### WHAT YOU HAVE TO DO
Repeat the lines below exactly as written, please, from the line with "like [213, 148]." to the line with "like [140, 99].", both lines included, and no others.

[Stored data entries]
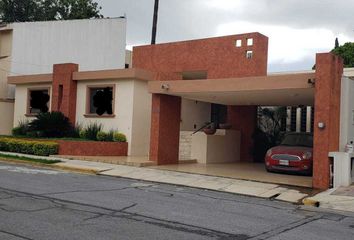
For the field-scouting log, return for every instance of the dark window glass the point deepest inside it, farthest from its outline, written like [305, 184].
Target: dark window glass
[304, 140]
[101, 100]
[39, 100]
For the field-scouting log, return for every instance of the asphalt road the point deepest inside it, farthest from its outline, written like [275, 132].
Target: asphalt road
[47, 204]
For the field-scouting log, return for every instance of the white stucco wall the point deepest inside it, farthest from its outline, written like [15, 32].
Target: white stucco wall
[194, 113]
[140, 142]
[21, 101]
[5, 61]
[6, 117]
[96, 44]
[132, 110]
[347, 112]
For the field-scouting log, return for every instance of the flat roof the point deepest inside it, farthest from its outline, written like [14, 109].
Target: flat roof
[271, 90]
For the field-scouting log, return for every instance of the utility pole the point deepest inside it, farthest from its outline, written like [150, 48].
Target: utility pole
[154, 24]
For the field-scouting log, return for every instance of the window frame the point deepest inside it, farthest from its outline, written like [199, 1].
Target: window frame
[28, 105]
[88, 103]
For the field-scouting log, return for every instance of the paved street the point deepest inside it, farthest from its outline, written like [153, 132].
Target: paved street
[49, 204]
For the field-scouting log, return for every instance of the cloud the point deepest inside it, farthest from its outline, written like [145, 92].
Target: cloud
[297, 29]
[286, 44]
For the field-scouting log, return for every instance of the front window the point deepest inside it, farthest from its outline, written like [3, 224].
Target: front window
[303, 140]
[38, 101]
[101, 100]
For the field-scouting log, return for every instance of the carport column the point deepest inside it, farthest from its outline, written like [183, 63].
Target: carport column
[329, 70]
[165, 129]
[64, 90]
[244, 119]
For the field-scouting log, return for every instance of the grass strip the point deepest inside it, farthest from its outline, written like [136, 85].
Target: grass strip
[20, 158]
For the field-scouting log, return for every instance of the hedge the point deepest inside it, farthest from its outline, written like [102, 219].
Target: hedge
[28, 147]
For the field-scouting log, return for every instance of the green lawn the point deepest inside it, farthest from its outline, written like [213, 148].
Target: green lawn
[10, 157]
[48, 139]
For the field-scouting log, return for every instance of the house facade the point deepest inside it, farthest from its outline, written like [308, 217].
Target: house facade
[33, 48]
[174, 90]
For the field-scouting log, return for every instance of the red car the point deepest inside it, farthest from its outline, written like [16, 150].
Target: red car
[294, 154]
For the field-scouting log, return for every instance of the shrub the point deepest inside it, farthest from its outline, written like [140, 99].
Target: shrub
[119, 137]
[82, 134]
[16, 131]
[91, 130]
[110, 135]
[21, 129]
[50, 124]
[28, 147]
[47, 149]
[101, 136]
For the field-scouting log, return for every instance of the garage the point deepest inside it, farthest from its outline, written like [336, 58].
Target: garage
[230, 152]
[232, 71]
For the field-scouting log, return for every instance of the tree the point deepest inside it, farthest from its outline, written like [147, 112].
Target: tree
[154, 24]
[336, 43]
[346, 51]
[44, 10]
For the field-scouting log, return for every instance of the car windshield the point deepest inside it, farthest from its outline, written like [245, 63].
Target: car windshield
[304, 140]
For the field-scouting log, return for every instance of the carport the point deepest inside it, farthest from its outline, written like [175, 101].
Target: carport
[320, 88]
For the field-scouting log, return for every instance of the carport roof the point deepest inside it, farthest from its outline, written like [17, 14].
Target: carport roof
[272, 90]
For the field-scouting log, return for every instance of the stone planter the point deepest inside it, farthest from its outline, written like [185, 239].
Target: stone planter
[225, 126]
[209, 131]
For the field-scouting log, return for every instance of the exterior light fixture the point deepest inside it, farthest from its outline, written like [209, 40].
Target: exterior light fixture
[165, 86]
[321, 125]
...
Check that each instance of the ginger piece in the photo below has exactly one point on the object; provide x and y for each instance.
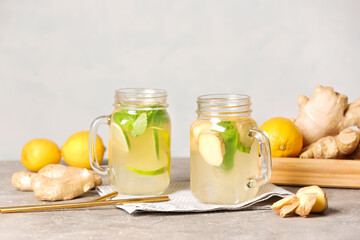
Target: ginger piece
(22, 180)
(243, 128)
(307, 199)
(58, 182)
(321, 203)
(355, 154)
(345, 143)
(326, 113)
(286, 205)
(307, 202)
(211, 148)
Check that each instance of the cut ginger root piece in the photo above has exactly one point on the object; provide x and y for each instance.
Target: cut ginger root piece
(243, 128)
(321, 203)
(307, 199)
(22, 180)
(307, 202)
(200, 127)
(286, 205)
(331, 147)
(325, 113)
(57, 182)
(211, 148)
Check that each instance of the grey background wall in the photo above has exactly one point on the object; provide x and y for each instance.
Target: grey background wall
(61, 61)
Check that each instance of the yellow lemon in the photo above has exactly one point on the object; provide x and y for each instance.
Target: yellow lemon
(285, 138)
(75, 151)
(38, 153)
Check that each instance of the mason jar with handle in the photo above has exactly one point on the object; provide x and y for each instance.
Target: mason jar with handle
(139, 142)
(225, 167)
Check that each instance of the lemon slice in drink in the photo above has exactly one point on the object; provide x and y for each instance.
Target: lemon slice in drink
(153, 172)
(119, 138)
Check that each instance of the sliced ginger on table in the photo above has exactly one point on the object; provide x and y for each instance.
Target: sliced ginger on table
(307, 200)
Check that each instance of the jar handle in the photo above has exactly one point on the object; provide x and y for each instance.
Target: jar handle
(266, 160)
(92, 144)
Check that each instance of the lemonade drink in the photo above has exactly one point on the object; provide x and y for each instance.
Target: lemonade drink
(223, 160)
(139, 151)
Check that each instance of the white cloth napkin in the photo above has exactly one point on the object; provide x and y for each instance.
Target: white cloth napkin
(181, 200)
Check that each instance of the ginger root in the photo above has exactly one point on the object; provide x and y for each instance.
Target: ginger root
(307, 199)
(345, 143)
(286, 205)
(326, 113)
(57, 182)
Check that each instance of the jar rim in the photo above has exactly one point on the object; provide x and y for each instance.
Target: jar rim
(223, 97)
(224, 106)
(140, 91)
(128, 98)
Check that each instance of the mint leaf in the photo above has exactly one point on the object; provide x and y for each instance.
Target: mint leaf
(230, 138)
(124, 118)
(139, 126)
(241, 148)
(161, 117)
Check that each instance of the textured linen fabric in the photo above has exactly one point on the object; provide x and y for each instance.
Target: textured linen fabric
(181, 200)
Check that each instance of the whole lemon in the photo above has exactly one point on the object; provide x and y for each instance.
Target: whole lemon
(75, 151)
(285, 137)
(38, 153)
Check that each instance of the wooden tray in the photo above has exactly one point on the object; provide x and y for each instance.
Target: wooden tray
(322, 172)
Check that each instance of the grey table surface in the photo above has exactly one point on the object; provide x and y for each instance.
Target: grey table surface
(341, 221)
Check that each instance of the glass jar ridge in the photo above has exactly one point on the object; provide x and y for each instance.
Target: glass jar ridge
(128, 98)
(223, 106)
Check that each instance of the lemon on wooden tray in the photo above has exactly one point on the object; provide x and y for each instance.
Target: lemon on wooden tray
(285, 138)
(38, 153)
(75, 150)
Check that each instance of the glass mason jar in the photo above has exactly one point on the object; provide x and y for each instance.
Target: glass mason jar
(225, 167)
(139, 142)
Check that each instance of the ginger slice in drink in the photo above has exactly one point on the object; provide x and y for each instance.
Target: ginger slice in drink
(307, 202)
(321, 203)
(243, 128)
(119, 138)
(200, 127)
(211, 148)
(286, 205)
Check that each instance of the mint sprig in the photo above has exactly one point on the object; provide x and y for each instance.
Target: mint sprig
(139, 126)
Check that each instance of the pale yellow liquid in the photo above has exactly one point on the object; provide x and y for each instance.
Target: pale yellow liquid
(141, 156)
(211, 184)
--
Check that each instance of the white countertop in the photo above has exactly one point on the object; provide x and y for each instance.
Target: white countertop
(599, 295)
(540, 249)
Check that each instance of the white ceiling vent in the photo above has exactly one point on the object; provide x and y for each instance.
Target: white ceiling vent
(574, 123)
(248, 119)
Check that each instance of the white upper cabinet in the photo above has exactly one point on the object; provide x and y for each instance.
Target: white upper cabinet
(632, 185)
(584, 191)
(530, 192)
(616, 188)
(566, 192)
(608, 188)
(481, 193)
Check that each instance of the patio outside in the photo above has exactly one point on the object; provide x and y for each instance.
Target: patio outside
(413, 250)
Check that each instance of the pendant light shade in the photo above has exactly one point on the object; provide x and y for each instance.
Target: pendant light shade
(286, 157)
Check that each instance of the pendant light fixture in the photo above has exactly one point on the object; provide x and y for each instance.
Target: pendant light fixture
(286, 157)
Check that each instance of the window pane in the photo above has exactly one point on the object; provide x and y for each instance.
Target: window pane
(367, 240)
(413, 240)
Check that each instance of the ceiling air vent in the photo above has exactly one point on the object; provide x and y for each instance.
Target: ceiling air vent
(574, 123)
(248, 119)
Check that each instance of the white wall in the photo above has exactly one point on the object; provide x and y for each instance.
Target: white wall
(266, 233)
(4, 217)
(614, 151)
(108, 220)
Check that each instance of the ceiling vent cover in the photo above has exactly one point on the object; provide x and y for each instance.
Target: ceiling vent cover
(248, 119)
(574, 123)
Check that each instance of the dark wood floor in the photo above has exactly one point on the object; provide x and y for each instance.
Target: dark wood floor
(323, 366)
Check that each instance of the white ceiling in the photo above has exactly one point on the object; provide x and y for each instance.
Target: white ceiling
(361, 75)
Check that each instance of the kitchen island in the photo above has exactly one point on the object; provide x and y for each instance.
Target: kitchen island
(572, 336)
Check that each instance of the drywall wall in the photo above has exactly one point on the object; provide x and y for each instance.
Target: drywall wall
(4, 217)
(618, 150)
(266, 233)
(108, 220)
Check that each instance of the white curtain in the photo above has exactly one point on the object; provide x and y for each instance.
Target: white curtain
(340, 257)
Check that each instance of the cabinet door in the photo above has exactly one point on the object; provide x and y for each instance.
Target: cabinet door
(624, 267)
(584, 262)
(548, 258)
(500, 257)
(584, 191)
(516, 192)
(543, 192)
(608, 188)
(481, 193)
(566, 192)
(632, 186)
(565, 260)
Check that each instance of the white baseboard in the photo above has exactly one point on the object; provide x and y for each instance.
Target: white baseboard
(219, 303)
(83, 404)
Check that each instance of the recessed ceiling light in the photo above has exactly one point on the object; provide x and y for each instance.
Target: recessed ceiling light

### OUTPUT OF THE EXERCISE
For the field-scouting log, return for every instance of the green lawn the point deepest inside it, farthest from its outline, written like [213, 148].
Target: green lawn
[10, 157]
[48, 139]
For the field-scouting log, return for every instance of the house facade the point deepest inside it, farthest from its outline, written like [308, 217].
Target: house facade
[33, 48]
[174, 90]
For the field-scouting log, return for every instance of the red car the point deepest inside it, farthest from its outline, written like [16, 150].
Target: red car
[294, 154]
For the field-scouting log, return for every instance of the shrub the point deepest inside it, farthest from its outline, written like [140, 99].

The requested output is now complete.